## Exercise instructions
The answer must consist of every line in the records below that contains the string "query".

::: Input data

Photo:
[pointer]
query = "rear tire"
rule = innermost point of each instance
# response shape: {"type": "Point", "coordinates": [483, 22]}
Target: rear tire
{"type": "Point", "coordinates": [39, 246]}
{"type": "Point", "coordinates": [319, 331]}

::::::
::: Input data

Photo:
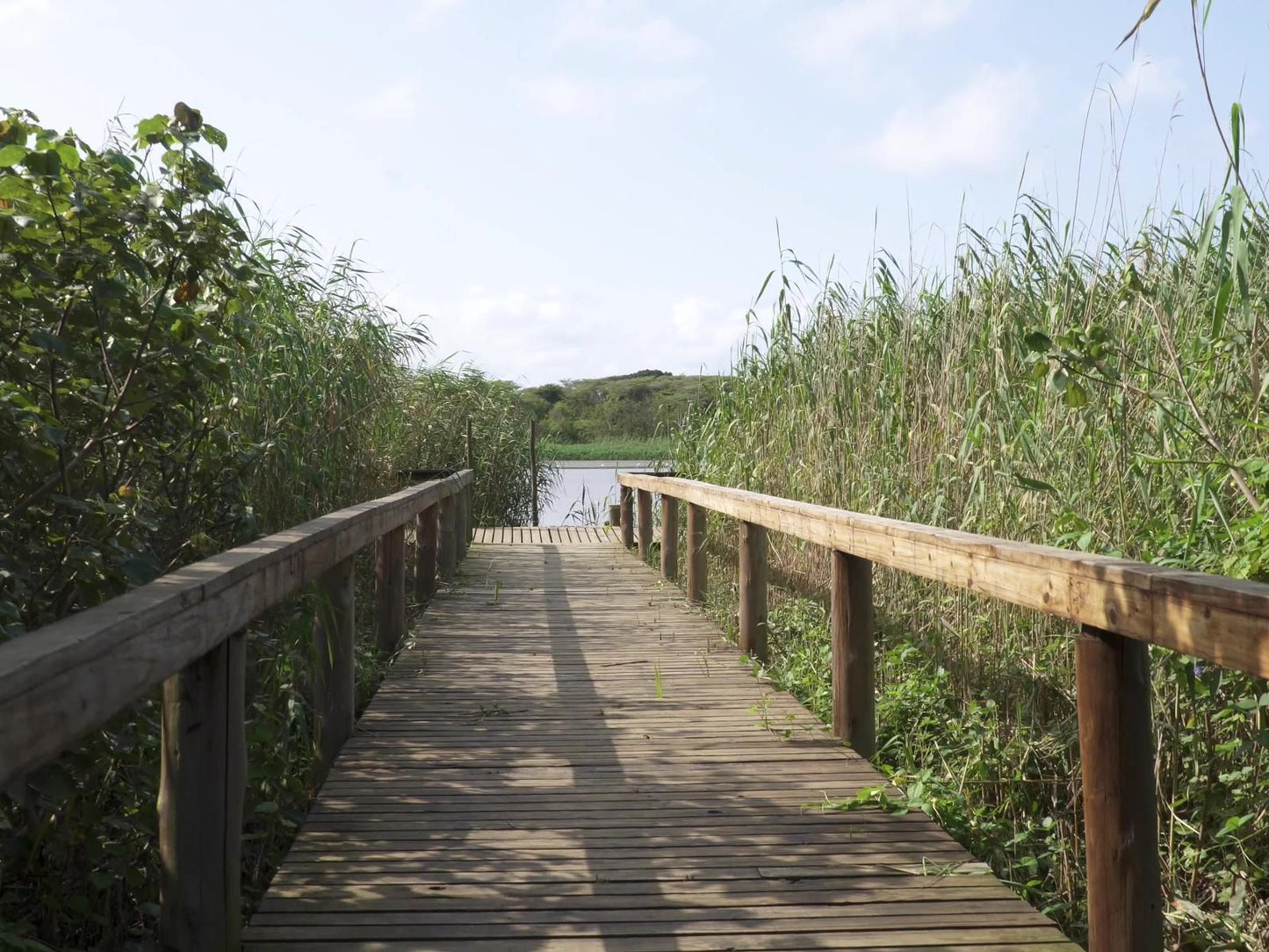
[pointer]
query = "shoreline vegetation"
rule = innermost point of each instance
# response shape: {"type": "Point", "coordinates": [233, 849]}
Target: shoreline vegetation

::::::

## Response
query = "rear tire"
query = "shoreline vegetation"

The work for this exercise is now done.